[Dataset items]
:::

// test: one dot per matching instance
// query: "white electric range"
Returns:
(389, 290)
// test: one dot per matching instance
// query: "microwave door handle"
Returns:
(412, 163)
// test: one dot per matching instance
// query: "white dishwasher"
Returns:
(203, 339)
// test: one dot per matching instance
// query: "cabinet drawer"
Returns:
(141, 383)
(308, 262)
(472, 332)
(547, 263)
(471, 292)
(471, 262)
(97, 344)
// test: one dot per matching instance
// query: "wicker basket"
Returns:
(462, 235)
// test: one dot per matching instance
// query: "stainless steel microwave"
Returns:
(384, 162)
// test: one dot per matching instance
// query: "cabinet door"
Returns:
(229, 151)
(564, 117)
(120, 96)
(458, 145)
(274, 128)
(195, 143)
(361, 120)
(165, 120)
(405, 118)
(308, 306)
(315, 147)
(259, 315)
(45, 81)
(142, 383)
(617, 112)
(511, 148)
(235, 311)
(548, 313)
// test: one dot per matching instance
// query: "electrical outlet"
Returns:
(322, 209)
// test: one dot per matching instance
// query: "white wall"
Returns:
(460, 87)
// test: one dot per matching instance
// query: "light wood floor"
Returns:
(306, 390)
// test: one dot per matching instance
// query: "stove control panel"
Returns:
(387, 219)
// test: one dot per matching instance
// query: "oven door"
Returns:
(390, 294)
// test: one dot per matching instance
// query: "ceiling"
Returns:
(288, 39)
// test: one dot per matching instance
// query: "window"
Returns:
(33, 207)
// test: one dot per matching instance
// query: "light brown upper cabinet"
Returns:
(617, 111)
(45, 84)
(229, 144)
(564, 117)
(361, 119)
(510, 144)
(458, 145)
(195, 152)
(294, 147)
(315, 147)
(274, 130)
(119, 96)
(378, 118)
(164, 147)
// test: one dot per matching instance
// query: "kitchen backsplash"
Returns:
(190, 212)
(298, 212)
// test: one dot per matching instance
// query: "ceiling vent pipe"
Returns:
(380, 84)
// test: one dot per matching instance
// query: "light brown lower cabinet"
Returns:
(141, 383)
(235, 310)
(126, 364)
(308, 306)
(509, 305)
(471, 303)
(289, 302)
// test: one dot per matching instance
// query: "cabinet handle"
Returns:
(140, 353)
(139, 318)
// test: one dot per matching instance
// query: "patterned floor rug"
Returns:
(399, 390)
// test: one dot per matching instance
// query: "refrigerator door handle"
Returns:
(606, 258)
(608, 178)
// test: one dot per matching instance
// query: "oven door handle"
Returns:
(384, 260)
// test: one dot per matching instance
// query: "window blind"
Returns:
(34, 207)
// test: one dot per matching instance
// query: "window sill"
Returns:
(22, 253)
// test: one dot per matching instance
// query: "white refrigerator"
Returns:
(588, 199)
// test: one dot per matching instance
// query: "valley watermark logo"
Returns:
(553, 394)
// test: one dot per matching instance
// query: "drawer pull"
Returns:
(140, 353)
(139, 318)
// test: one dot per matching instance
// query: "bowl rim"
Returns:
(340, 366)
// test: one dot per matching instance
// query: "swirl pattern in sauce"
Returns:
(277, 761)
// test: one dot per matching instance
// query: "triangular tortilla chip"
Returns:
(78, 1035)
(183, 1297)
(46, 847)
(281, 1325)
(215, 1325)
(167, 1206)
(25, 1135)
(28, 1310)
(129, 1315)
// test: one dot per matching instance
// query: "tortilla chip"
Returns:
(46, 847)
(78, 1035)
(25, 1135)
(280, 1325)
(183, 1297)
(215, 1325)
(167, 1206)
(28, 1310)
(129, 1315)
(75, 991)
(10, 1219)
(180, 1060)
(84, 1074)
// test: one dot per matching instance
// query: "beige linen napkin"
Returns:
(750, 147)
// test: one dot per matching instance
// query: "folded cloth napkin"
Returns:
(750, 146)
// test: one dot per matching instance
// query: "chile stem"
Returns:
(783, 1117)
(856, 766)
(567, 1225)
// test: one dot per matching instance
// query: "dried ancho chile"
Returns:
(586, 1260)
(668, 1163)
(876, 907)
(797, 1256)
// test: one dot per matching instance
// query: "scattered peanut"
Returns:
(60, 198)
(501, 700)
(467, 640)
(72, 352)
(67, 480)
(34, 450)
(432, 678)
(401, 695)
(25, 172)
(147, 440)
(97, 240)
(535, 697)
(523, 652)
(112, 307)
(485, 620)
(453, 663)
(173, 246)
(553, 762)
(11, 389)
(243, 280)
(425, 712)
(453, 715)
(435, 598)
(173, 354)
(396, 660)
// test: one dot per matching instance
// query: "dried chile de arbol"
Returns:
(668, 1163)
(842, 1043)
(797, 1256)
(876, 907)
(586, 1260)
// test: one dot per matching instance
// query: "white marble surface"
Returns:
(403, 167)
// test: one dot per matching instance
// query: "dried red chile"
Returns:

:::

• [PROBLEM REQUIREMENTS]
Make an exact copy of every entry.

• [FINAL RESULT]
// test: one dot per matching instance
// query: "white electric range"
Returns:
(389, 290)
// test: one dot per matching instance
// query: "microwave door handle"
Returns:
(412, 163)
// test: one dot per matching instance
// query: "white dishwasher"
Returns:
(203, 339)
// test: one dot per matching instance
// query: "cabinet drawer"
Returns:
(141, 383)
(308, 262)
(472, 332)
(547, 263)
(471, 292)
(471, 262)
(97, 344)
// test: one dot per matching instance
// query: "wicker basket"
Returns:
(462, 235)
// test: one dot per matching instance
// query: "stainless steel microwave"
Returns:
(384, 162)
// test: one dot per matching instance
// query: "cabinet door"
Returns:
(229, 151)
(564, 117)
(120, 96)
(458, 145)
(274, 128)
(195, 143)
(361, 120)
(165, 120)
(405, 118)
(308, 306)
(315, 147)
(259, 315)
(45, 81)
(142, 383)
(617, 112)
(511, 148)
(235, 311)
(548, 313)
// test: one dot per matching instance
// query: "electrical outlet"
Returns:
(322, 209)
// test: one dot per matching instance
// query: "white wall"
Returns:
(460, 87)
// test: one dot per matching instance
// query: "light wood floor"
Returns:
(306, 390)
// test: one dot per matching instance
// query: "stove control panel"
Returns:
(387, 219)
// test: one dot per matching instance
// query: "oven door"
Returns:
(390, 294)
// test: one dot per matching instance
// query: "ceiling"
Returns:
(288, 39)
// test: one dot per matching instance
// query: "window"
Returns:
(33, 207)
// test: one dot per matching instance
// query: "light brown upper cabinet"
Returns:
(617, 111)
(45, 84)
(229, 144)
(564, 117)
(361, 119)
(510, 144)
(458, 145)
(195, 152)
(294, 147)
(315, 147)
(274, 130)
(119, 96)
(378, 118)
(164, 147)
// test: one dot per matching instance
// query: "kitchen backsplash"
Returns:
(190, 212)
(298, 212)
// test: one dot per matching instance
// query: "ceiling vent pipe"
Returns:
(380, 84)
// test: one dot per matching instance
// query: "light brown lower cabinet"
Returns:
(141, 383)
(235, 310)
(126, 364)
(308, 306)
(509, 305)
(471, 303)
(289, 302)
// test: one dot per matching instance
// query: "cabinet handle"
Returns:
(140, 353)
(139, 318)
// test: one dot per matching instance
// query: "patterned floor rug"
Returns:
(399, 390)
// test: one dot per matching instance
// query: "refrigerator door handle"
Returns:
(606, 258)
(608, 178)
// test: one dot per matching instance
// query: "oven door handle"
Returns:
(384, 260)
// test: one dot per matching instance
// query: "window blind"
Returns:
(34, 207)
// test: one dot per matching instance
// query: "window sill"
Returns:
(22, 253)
// test: one dot per matching instance
// query: "white refrigerator"
Returns:
(588, 199)
// test: one dot per matching instance
// query: "valley watermark logo"
Returns:
(553, 394)
// test: one dot per matching instance
// query: "drawer pull"
Returns:
(140, 353)
(139, 318)
// test: one dot per matching instance
// query: "bowl rim"
Returns:
(340, 366)
// test: one dot per matching instance
// query: "swirl pattern in sauce"
Returns:
(277, 761)
// test: one dot per matching instance
// query: "triangular tortilla chip"
Returns:
(78, 1035)
(183, 1297)
(46, 847)
(281, 1325)
(215, 1325)
(167, 1206)
(25, 1135)
(28, 1310)
(129, 1315)
// test: one dot per matching instance
// query: "tortilla chip"
Returns:
(46, 847)
(78, 1035)
(25, 1135)
(280, 1325)
(183, 1297)
(215, 1325)
(167, 1206)
(28, 1310)
(129, 1315)
(75, 991)
(10, 1219)
(180, 1060)
(84, 1074)
// test: one dot per matching instance
// query: "beige linen napkin"
Returns:
(750, 147)
// test: one dot per matching instance
// query: "folded cloth napkin"
Returns:
(750, 146)
// test: one dot per matching instance
// query: "chile stem"
Returns:
(783, 1117)
(856, 766)
(567, 1225)
// test: one dot per matching instance
// query: "dried ancho chile"
Returns:
(586, 1260)
(668, 1163)
(876, 907)
(797, 1256)
// test: one dot per matching instance
// query: "scattered peanut"
Returns:
(60, 198)
(501, 700)
(467, 640)
(72, 352)
(67, 480)
(34, 450)
(432, 678)
(401, 695)
(25, 172)
(147, 440)
(97, 240)
(535, 697)
(523, 652)
(112, 307)
(485, 620)
(453, 663)
(173, 246)
(553, 762)
(11, 389)
(243, 280)
(425, 712)
(453, 715)
(435, 598)
(173, 354)
(396, 660)
// test: one dot per matching instance
// query: "dried chile de arbol"
Returns:
(668, 1163)
(842, 1043)
(797, 1256)
(876, 907)
(586, 1260)
// test: one dot per matching instance
// query: "white marble surface"
Returns:
(403, 167)
// test: one dot per matching instance
// query: "dried red chile"
Returns:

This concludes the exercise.